• _READING PASSAGE_:
┌────────

Stage 1: The Merge
- “It was the best first kiss in the history of first kisses. It was as sweet as sugar. And it was warm, as warm as pie. The whole world opened up and I fell inside. I don’t know where I was, but I didn’t care.” — Sarah Addison Allen, The Sugar Queen This quote from Allen’s book instantly transports me to one of my first kisses. I was 13 years old and Pat Dore kissed me in the basement of Nancy Zipf’s party. For 57 years, I have remembered the moment but have been unable to find the words. When I found this passage, I knew I’d found the words. When we’re taken over by oxytocin, who can remember words? We remember the feeling, evocative and magical: warm as pie, sweet as sugar.
- “When someone loves you, the way they say your name is different. You know that your name is safe in their mouth.” — Billy, age four (aka my friend’s grandson!) Billy, my friend’s grandson, may only be four years old, but his words resonated with me instantly. When we greet each other during the first stage of love, it can feel like one of the most affirming experiences you’ll ever have. We are seen by someone else, really and truly. Of course, later in relationships, there may be irritation, annoyance and even occasional anger in that same greeting. But we can remember that sense of safety and acceptance we felt upon hearing our names spoken early on, and make an effort to continue to appreciate something as simple as a morning “hello” from our partners.
- “In real love you want the other person’s good. In romantic love, you want the other person.” — Margaret Anderson The chemical dopamine is a huge component in that feeling of falling in love. Dopamine is often talked about as the craving chemical, which causes us to feel high, like we need to be around the person who gives us this warm and fuzzy sensation. This feeling wears off with time, but it’s important to remember at any stage of a relationship that loving someone, and possessing/controlling them are different. This quote helps me think about the complicated ways we try and make sense of love.
- “There’s all kinds of reasons that you fall in love with one person rather than another: Timing is important. Proximity is important. Mystery is important.” — Helen Fisher I love this quote because it emphasizes the importance of allowing for uncertainty in love. We may want to time the act of meeting someone and settling down, or want to control where it happens and why. But sometimes mystery trumps all in love. It’s essential to let go of that need for control. Stage 2: Doubt & Denial The things we initially fell in love with can begin to annoy us. We become more conditional, less vulnerable and normal troubles begin to show up. These next quotes help remind us that developing patience, communication tact and compassion are necessary skills to help us grow as individuals and succeed at love.

└────────

• _PROVIDED MATERIAL_:
┌────────

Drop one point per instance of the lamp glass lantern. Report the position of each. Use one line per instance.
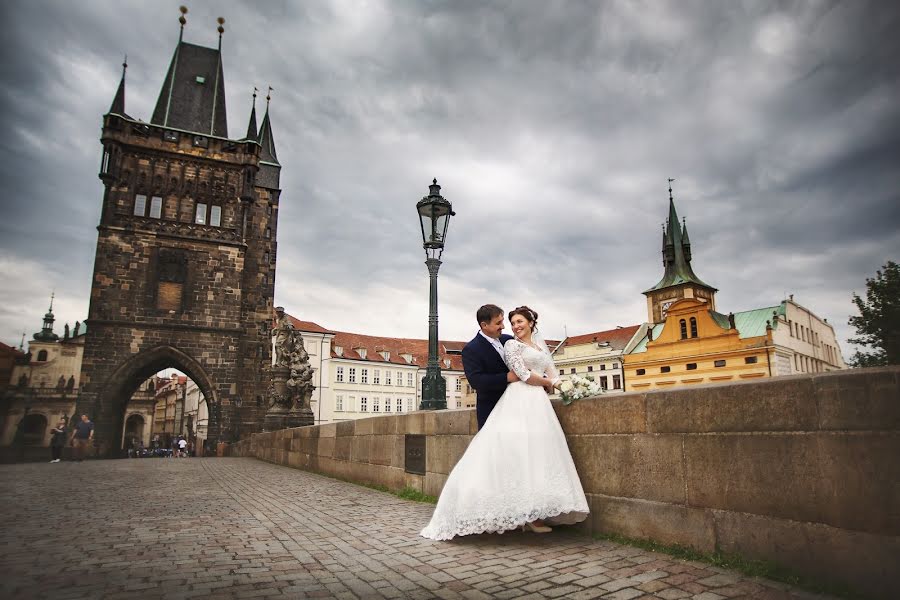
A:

└────────

• _TASKS AND EXERCISES_:
1. From the article on quotes about the stages of love, extract the passage between "Stage 1: The" and "pie, sweet as sugar.", inclusive.
2. Continue the article on quotes about the stages of love from its final sentence.

• _OUTPUTS_:
1.
Stage 1: The Merge
- “It was the best first kiss in the history of first kisses. It was as sweet as sugar. And it was warm, as warm as pie. The whole world opened up and I fell inside. I don’t know where I was, but I didn’t care.” — Sarah Addison Allen, The Sugar Queen This quote from Allen’s book instantly transports me to one of my first kisses. I was 13 years old and Pat Dore kissed me in the basement of Nancy Zipf’s party. For 57 years, I have remembered the moment but have been unable to find the words. When I found this passage, I knew I’d found the words. When we’re taken over by oxytocin, who can remember words? We remember the feeling, evocative and magical: warm as pie, sweet as sugar.

2.
- “Behind every complaint there is deep personal longing.” — John Gottman The work of relationship is to understand the main idea of this quote with empathy. If Jake complains, “You NEVER hold my hand,” he is aching for connection. One of the most important skills we can learn is not to criticize when we want connection. But above all, we can try to understand when the desire to connect is really what’s underlying a complaint or blame.
- “A good marriage is a contest of generosity.” — Diane Sawyer Research shows this again and again: generosity is essential in all aspects of our relationships — hot sex, forgiveness, remembering our partners, like us, deserve what they want to get from us, rather than what we want them get.
- “Love isn’t something natural. Rather it requires discipline, concentration, patience, faith, and the overcoming of narcissism. It isn’t a feeling, it is a practice.” — Eric Fromm Falling in love is easy. That’s why it’s called falling. I did it at 11 for the first time — so how hard can it really be? That said, sustaining the act of loving is a skill set — involving communication skills, self-awareness, adaptiveness and other virtues that wisdom traditions have taught for centuries … kindness, empathy, acceptance and humor. The list goes on. In effect, this quote sums it up: loving is not just a feeling we “fall” into, but a practice. It takes work, but it’s all work that’s worth it. Stage 3: Disillusionment We become entrenched in what’s wrong with the relationship. Repetitive arguments abound, as do low or impossibly matched libidos. Just about everything seems to be a power struggle. Our work here is to find the self we have lost and also find ways to give the relationship a chance to come through this winter season.
- “Sometimes I wonder if men and women really suit each other. Perhaps they should live next door and just visit now and then.” — Katharine Hepburn Of course, Hepburn is limiting her idea to heterosexual relationships in the way she puts this quote. But her core belief is about the difference between love and codependency, not gender. For instance, I consider myself to be in a good and long-term marriage. There are times of wonderful togetherness, but other times I just want to go at my pace, with my music and my own company and thoughts. The heart of healthiness in relationship is differentiation, when we master the art of togetherness and solitude. Both are needed and both take time to learn.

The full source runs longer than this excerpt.